January 23, 2008

Breaking your fast, gently

I think this question comes up a lot for people: What is a healthy breakfast? A recent message string on yelp.com answered this question with suggestions like yogurt smoothies, berries with maple syrup, and skim lattes.

Well, anything is better that Frosted Flakes.

But after a night of no food, it's best to break your fast without shocking your system. That makes sense, right? So, sugar? That's extreme to introduce to your system first thing in the morning. Caffeine? Same thing. You may think your little Yoplait yogurt is a good idea but check out how much sugar is in that container, not to mention chemicals. You'd be better off eating nothing. That's true you know – eating sugar is worse than eating nothing. If you are ever stranded on an island with a 10 lb. bag of sugar, remember this.

For breakfast, do what the Chinese (or is it Japanese?) have been doing for centuries: eat rice. Remember, brown rice. Cook it the night before, then let soak in more water, and cook again in the morning, you'll get a real nice soft porridge. Add tamari, sesame seeds, anything you like. Miso soup is also traditional morning food – almost like a warm drink you'd have with your meal.

Not into rice and miso? Get some whole oat groats or steel cut oats. Steel cut are minimally processed and cook much faster. Whole oat groats are for the hardcore among us. Adding some amaranth is a tasty variation. Sprinkle on top: toasted wheat germ, ground flax seeds, nuts, raisins, chopped fruit, or cinnamon.

The truth is I don't have time for this 'cooking' crap on weekday mornings! If you are like me, find a boxed cereal that has zero sugar and whole grains. Two to try are Uncle Sam's and Ezekial sprouted grain cereal. Eat with unsweetened soymilk made with no genetically modified soy. (Eden brand, for one)

Coffee is a trap for more sugar and dairy in your diet. Plus that caffeine jolt is not a nice way to say good morning to your body. Go for green tea (which has a little caffeine) or herbal instead.

Your office's Friday morning bagels are worth resisting. Promise.


zandria said...

Great point about breakfast! I used to eat oatmeal for the longest time, but now I lean more toward high-protein and high-fiber cereals.

I found your blog through BlogHer!

Laura said...

Popped over from 101Cookbooks. Good points all around. I'm starting school in just over a week (my first teaching job -- eek!), and I'm the sort of person who wakes up just ravenous, so I guess I'm facing some very early mornings!

But regarding steel cut oats -- I'm impatient in the mornings, so I figured out how to cook them in about 5 minutes total. Start at night -- bring oats, water and salt to a rapid boil over high heat, uncovered. Turn off burner, cover tightly and let sit overnight. In the morning, uncover, stir, and bring to a rapid boil over high heat again. Done!

*Supplied records*.
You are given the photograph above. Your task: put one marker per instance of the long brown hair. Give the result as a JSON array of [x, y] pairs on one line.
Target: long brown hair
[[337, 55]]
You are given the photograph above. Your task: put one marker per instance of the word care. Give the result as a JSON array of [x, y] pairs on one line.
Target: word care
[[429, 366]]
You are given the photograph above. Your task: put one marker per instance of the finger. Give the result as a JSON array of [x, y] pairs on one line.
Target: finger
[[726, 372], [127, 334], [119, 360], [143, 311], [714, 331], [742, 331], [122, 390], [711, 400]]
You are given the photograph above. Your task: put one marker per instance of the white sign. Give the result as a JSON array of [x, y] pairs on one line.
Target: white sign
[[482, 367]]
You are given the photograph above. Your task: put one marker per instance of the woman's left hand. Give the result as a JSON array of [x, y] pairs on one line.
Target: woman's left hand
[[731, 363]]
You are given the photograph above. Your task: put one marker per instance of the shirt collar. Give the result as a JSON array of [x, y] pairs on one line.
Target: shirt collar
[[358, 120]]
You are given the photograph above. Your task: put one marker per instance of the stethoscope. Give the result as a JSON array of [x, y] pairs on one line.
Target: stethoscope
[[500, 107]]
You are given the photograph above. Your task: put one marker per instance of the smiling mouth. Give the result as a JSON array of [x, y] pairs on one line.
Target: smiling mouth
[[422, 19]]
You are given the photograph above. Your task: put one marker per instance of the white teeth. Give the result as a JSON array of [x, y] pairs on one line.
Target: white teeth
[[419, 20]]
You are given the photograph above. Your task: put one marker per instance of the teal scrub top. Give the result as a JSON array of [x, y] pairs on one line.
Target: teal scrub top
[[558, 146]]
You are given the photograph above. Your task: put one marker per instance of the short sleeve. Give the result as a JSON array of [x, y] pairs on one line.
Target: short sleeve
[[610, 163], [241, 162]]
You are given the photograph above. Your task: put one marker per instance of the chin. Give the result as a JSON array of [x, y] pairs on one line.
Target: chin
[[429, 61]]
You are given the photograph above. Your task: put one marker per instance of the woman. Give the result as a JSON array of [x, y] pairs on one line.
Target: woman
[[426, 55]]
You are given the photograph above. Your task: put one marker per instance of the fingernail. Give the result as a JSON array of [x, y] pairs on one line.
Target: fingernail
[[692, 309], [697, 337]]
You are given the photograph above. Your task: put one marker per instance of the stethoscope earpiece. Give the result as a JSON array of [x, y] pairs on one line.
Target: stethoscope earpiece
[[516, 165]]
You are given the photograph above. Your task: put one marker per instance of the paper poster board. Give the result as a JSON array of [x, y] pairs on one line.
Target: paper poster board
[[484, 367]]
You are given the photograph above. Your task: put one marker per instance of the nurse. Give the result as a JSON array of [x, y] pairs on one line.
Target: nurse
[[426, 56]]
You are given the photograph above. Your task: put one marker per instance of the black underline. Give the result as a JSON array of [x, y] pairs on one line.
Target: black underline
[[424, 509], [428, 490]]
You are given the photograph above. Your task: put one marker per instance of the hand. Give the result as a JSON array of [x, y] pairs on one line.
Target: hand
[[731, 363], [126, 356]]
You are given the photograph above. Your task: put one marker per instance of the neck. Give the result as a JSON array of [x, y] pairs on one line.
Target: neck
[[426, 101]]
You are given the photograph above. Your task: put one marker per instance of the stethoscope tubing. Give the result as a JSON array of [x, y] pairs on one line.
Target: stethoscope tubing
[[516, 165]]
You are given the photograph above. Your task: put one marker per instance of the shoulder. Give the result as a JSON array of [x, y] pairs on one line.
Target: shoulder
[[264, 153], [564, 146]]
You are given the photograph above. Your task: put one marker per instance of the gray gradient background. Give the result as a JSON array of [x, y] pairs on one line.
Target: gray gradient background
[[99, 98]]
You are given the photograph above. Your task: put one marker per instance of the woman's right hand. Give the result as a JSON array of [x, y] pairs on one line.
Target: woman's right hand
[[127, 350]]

*Work order 1*.
Answer these questions using the breakfast post:
(a) Which two boxed cereals does the post suggest trying?
(b) What does the post recommend drinking instead of coffee?
(c) About how long in total does Laura say her method for steel cut oats takes?
*Work order 2*.
List every topping the breakfast post suggests sprinkling on top of oats.
*Work order 3*.
Reproduce the passage of the breakfast post between "Popped over from" and "heat again. Done!", inclusive.

*Written response 1*.
(a) Uncle Sam's and Ezekial sprouted grain cereal
(b) Green tea or herbal tea
(c) About 5 minutes

*Written response 2*.
toasted wheat germ, ground flax seeds, nuts, raisins, chopped fruit, cinnamon

*Written response 3*.
Popped over from 101Cookbooks. Good points all around. I'm starting school in just over a week (my first teaching job -- eek!), and I'm the sort of person who wakes up just ravenous, so I guess I'm facing some very early mornings!

But regarding steel cut oats -- I'm impatient in the mornings, so I figured out how to cook them in about 5 minutes total. Start at night -- bring oats, water and salt to a rapid boil over high heat, uncovered. Turn off burner, cover tightly and let sit overnight. In the morning, uncover, stir, and bring to a rapid boil over high heat again. Done!